▸ Stated goal
Please reproduce the stretch of data below from the line containing "Every instance of the concrete" through the line containing "x=606 y=179", both ends included and requests kept, scaling every x and y coordinate in the answers by 0.3 and rounding to whole numbers, halves up. Leave the requests and their format samples unchanged, and return only those lines.

▸ Supplied entries
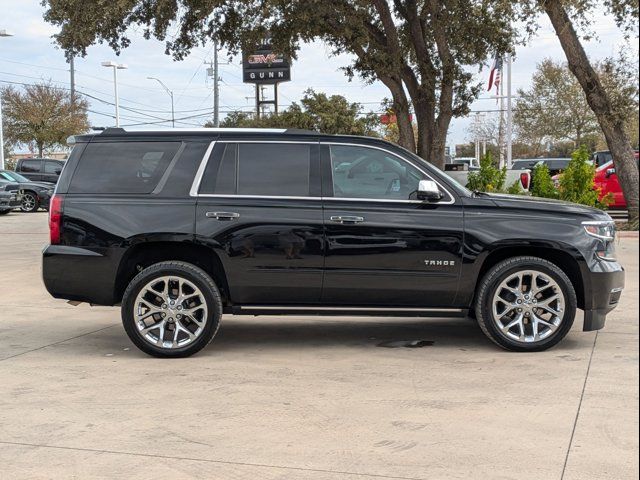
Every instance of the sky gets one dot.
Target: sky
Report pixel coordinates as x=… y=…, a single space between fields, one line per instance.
x=30 y=56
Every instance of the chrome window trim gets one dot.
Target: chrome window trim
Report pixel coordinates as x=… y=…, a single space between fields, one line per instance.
x=350 y=309
x=302 y=142
x=374 y=147
x=274 y=197
x=195 y=186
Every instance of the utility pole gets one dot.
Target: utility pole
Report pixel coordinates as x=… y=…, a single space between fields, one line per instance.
x=501 y=125
x=509 y=115
x=3 y=33
x=216 y=88
x=116 y=67
x=173 y=115
x=214 y=72
x=72 y=78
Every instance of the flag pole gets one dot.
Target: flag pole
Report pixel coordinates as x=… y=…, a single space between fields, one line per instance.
x=509 y=115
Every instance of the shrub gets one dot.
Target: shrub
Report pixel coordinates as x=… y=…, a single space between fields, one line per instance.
x=542 y=184
x=489 y=178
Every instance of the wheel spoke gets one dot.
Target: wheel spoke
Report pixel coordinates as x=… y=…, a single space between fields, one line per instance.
x=146 y=330
x=537 y=294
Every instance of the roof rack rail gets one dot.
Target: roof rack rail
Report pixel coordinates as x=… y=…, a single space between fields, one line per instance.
x=301 y=131
x=113 y=131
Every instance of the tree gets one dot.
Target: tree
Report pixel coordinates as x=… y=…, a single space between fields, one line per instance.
x=423 y=51
x=554 y=107
x=316 y=111
x=611 y=121
x=42 y=116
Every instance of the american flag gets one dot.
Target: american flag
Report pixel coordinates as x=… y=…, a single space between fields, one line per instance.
x=496 y=74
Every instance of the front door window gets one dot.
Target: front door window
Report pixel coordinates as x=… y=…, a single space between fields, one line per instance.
x=360 y=172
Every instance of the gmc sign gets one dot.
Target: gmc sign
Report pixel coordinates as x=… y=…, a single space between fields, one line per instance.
x=265 y=66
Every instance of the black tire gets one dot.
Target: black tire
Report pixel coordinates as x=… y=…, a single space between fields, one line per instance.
x=30 y=202
x=487 y=289
x=186 y=271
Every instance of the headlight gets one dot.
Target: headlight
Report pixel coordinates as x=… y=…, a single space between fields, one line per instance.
x=602 y=230
x=605 y=232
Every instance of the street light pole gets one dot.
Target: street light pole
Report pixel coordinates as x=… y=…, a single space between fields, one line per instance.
x=3 y=33
x=509 y=115
x=173 y=117
x=116 y=67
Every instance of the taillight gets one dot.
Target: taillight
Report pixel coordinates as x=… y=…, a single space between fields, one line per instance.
x=55 y=219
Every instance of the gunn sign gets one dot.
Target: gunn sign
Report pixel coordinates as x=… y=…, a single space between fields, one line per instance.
x=265 y=66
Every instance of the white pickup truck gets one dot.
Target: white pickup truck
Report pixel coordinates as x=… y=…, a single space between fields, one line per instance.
x=459 y=169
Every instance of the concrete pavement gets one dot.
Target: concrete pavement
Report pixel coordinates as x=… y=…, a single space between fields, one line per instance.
x=305 y=398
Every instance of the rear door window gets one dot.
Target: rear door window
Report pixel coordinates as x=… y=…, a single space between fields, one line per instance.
x=261 y=169
x=30 y=166
x=122 y=167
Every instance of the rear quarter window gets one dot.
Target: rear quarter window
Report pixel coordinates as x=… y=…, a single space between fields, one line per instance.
x=122 y=167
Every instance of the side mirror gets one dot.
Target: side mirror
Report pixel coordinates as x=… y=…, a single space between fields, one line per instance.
x=428 y=190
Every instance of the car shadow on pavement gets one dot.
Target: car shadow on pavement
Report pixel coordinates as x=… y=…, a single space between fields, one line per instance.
x=276 y=334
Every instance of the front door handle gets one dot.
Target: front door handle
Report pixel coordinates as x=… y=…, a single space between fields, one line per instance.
x=224 y=216
x=346 y=219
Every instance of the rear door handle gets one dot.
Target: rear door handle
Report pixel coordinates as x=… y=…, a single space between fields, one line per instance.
x=225 y=216
x=346 y=219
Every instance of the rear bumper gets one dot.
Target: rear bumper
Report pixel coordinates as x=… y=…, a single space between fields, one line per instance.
x=606 y=287
x=78 y=274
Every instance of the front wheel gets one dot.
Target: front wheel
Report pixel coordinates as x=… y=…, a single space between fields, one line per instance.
x=30 y=202
x=526 y=304
x=171 y=309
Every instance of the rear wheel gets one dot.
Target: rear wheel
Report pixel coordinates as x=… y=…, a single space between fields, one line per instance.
x=30 y=202
x=171 y=309
x=526 y=304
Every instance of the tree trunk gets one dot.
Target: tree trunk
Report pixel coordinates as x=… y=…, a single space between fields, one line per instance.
x=425 y=122
x=406 y=138
x=598 y=100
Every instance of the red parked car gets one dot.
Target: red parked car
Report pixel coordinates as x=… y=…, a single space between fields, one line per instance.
x=606 y=179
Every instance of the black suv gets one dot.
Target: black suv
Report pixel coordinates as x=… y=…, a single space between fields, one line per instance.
x=179 y=227
x=40 y=169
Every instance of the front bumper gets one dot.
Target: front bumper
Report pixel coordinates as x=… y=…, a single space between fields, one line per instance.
x=606 y=284
x=10 y=202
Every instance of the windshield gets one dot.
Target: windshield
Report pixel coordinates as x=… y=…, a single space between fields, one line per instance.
x=453 y=183
x=13 y=176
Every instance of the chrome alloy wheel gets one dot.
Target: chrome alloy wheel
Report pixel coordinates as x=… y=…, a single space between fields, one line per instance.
x=28 y=202
x=528 y=306
x=170 y=312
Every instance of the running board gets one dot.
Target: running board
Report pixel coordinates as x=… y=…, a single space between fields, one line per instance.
x=346 y=311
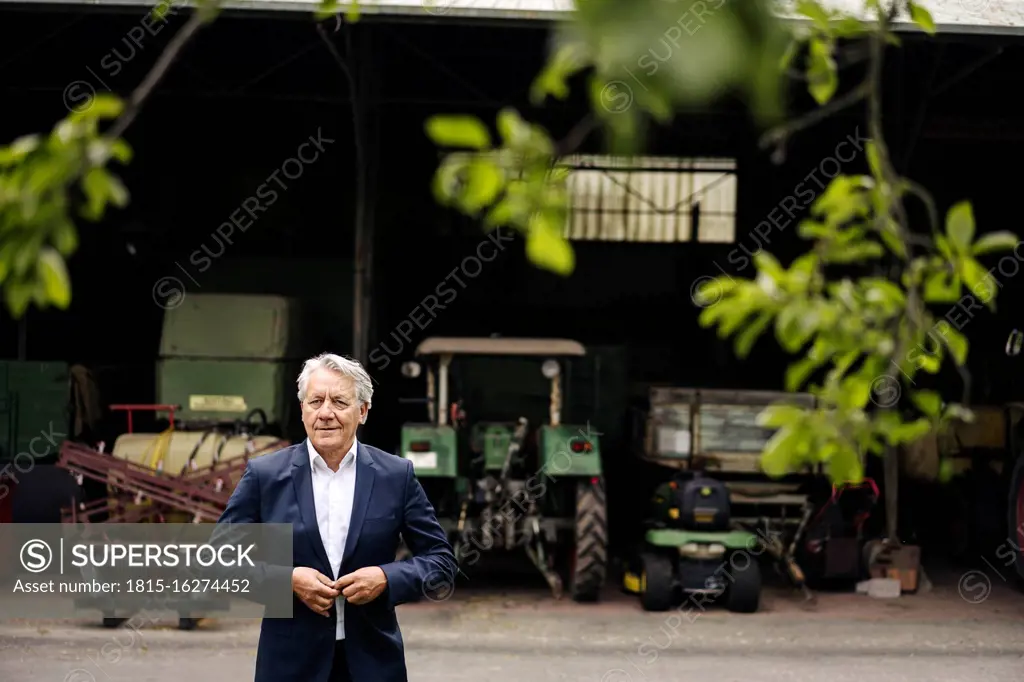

▸ The response
Every instance of the concrete pavement gets one dot.
Target: concrete pavement
Report pixel coordinates as x=… y=…, a single space between fields, one line per instance.
x=92 y=119
Every instance of the rear door window gets one dot.
Target: rear door window
Report pixel coordinates as x=… y=…, a single space between fields, one line per instance.
x=78 y=51
x=9 y=50
x=37 y=50
Every instance of the rear quarter window gets one dot.
Target: rear quarter window
Report pixel coordinates as x=… y=…, a single space between fields, one line per instance.
x=37 y=50
Every instance of the side mirror gets one dot.
Target: side mirror
Report pixel coordinates as x=… y=…, a single space between fields, one line per instance.
x=128 y=57
Every instance of the car shadow on pavement gets one dot.
Target: car shadow on pavement
Report pixel coordinates as x=… y=…, a single space between fields, one line per instance.
x=83 y=100
Every instance of the front door handle gets one dot.
Target: front door handle
Report pixel coordinates as x=… y=…, a single space between fields, one line per instance.
x=67 y=65
x=104 y=66
Every instance of the rear door handle gets one dot.
Target: rear door handle
Report pixel coordinates as x=… y=…, a single space between fields, one line per instance.
x=68 y=65
x=104 y=66
Every instance of the rear bumper gets one dot.
Target: rear bumper
Report pixel coordinates as x=… y=…, a single space between fields, one line per instance.
x=182 y=86
x=23 y=82
Every instance of the front wheel gets one dot.
Target: front wheel
Report pixel coordinates as x=… y=…, a single space between fields, one line per instance.
x=9 y=61
x=158 y=91
x=51 y=93
Every instance of the rear wheel gets one dot.
Target: rear wheel
Report pixel coordinates as x=… y=…, a single space between fields, one line per instance.
x=9 y=61
x=51 y=93
x=158 y=91
Every instance of the tree trunk gets one dot.
Target: tree trunk
Report pixel coordinates as x=… y=…, a single space between fields, one line per instance.
x=128 y=37
x=122 y=41
x=179 y=30
Every instance of the red parked car gets one dot.
Target: red parked car
Report pixel coordinates as x=… y=…, a single space between fields, one line per instance.
x=182 y=54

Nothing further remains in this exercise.